ACTIVITY -> Your output must be the line containing "Target | hand" followed by every later line in the entries below, all copied exactly.

Saved entries:

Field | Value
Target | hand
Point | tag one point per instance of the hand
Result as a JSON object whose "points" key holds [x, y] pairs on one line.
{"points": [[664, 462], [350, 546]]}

WRITTEN RESPONSE ->
Target | hand
Point | tag one point per instance of the hand
Result as a JSON object whose "points" key holds [x, y] pairs on one line.
{"points": [[664, 462], [350, 546]]}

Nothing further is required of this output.